Start of EXTRACT

Gold is assumed to have eternal, inherent value, but what makes it valuable? And what determines its value now that it's no longer the basis of our currency? In the book Gold: The Race for the World's Most Seductive Metal, journalist Matthew Hart examines the new gold rush driven by investors. He travels to gold mines — including the Mponeng mine in South Africa, where he descended into the deepest man-made hole on Earth — and investigates why gold and crime sometimes go hand in hand.
"There's always some sort of cultism attached to gold," Hart tells Fresh Air's Terry Gross. "It has a grip on people's imagination that other substances don't. It seems to be ordained to be this valuable commodity."
On South Africa's Mponeng mine
It produces about a billion dollars worth of gold a year, so it's a big and prosperous mine. It's not one of the biggest mines in the world — the biggest mines are in the Carlin Trend in Nevada ... but it's an important mine.
One of the things that says a lot about the price of gold today is that this huge structure, this whole underground city, exists to mine a seam of ore 30 inches wide. I mean, that's the width of the seam, and to get that they have this huge structure there.

End of EXTRACT

TASK LIST
[a] In the passage on gold, reproduce the part that opens with the words containing "One of the things" and closes with "huge structure there.".
[b] List each sentence of the remark that the passage on gold quotes Hart as making to Terry Gross.

Start of RECORD EXTRACTS

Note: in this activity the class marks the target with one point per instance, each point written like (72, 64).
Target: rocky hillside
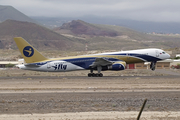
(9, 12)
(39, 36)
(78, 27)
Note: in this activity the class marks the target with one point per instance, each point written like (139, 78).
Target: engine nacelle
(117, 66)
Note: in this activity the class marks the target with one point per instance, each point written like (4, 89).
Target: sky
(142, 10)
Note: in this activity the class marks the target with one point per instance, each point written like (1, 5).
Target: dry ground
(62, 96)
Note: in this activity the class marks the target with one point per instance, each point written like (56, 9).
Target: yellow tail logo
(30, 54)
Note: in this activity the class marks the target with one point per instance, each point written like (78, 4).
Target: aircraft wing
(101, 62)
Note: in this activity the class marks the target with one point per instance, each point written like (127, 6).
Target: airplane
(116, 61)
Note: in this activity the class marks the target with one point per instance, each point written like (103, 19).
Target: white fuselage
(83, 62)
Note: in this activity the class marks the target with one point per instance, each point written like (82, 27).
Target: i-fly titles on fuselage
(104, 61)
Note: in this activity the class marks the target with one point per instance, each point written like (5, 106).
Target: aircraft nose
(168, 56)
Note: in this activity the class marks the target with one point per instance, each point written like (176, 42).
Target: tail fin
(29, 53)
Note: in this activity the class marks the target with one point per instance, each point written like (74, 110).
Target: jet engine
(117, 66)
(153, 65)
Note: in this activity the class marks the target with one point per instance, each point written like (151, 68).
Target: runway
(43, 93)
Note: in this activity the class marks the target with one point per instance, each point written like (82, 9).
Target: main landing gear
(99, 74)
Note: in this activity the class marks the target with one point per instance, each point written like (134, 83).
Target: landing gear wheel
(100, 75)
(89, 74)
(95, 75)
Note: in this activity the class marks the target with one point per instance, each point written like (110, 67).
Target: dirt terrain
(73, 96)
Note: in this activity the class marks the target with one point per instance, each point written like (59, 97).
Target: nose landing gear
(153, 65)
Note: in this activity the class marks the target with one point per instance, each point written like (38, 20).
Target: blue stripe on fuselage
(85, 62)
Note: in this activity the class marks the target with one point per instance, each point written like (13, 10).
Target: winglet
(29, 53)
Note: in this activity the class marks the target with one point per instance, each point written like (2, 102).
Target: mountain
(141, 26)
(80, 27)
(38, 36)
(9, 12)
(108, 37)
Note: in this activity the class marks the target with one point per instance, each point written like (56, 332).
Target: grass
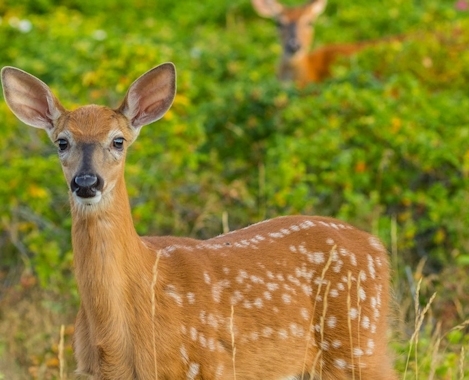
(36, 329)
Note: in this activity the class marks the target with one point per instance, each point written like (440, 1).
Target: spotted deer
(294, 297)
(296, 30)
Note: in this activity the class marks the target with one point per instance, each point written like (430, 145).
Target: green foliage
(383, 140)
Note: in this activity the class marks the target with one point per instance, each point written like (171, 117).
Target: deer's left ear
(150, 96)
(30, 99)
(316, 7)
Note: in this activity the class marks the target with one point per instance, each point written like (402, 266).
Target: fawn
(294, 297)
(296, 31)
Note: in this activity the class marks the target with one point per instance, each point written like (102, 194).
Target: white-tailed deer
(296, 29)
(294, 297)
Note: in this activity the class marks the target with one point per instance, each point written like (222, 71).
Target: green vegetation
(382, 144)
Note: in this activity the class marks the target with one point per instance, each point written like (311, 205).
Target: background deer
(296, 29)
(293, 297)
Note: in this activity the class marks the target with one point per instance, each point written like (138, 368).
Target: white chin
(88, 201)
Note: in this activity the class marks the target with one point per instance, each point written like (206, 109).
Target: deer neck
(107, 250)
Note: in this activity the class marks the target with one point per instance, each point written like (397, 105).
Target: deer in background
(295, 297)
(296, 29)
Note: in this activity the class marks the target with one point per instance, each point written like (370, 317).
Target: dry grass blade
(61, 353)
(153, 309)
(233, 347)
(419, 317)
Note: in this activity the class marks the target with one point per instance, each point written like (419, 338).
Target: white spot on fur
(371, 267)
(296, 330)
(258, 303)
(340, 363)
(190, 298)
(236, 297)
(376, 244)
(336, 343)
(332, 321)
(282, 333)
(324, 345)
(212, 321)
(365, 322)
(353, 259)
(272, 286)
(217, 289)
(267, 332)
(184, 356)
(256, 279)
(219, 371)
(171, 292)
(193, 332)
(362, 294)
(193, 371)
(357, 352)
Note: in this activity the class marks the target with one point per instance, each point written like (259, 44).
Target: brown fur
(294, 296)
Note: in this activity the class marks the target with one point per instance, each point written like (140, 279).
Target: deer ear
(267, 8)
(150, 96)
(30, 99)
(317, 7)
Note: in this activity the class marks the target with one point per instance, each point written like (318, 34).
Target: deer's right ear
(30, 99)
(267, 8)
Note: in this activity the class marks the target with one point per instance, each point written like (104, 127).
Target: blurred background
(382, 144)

End of RECORD EXTRACTS
Start of RECORD EXTRACTS

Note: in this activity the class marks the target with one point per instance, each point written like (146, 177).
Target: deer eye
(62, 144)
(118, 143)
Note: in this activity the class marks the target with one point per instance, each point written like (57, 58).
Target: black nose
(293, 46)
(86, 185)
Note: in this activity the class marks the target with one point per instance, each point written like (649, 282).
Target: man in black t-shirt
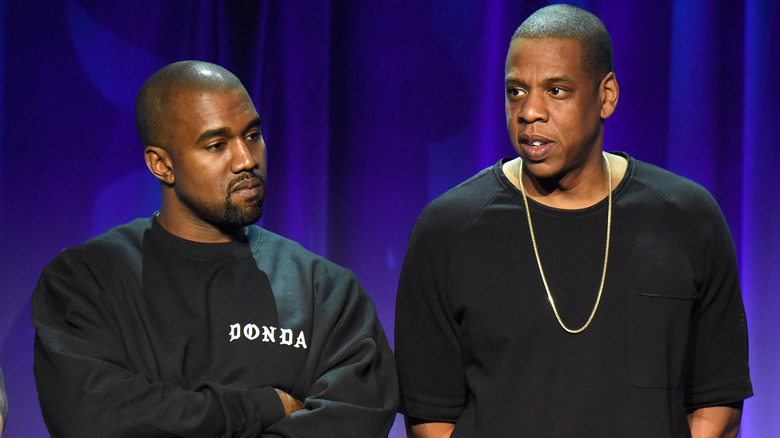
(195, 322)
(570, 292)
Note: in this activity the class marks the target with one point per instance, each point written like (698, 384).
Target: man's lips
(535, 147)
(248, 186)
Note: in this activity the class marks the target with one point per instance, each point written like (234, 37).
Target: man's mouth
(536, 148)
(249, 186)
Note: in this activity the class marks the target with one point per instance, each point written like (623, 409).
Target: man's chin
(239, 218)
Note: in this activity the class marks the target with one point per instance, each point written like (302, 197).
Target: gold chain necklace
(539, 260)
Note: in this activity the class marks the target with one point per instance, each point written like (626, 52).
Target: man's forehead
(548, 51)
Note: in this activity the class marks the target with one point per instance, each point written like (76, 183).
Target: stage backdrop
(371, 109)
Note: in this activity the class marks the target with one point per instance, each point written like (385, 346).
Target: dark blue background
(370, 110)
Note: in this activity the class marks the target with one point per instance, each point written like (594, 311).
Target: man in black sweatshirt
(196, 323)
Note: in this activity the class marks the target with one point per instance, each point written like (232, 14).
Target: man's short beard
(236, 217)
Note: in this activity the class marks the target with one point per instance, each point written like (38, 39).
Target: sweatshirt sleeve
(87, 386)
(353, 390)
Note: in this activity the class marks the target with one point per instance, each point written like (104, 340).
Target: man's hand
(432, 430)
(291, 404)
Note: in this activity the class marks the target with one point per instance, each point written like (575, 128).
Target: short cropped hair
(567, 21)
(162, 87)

End of RECORD EXTRACTS
Start of RECORD EXTRACTS

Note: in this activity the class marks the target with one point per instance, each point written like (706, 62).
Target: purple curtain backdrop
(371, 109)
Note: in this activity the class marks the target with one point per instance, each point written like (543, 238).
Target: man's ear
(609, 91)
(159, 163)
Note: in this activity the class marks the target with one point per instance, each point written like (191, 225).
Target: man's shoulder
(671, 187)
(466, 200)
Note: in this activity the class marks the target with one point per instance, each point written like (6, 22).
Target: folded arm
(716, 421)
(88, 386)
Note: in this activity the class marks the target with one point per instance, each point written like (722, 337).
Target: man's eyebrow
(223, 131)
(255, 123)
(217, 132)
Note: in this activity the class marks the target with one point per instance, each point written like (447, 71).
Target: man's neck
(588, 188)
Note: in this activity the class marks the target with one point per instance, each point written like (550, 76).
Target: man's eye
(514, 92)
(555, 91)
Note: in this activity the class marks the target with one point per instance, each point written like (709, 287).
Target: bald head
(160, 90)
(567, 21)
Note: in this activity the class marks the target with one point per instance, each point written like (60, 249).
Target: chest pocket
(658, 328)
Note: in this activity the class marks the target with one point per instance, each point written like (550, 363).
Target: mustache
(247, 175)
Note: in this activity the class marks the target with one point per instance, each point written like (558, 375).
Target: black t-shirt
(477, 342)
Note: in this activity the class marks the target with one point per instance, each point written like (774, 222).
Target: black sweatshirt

End of RECORD EXTRACTS

ANSWERS TO THE EXERCISE
[a]
One of the things that says a lot about the price of gold today is that this huge structure, this whole underground city, exists to mine a seam of ore 30 inches wide. I mean, that's the width of the seam, and to get that they have this huge structure there.

[b]
- "There's always some sort of cultism attached to gold."
- "It has a grip on people's imagination that other substances don't."
- "It seems to be ordained to be this valuable commodity."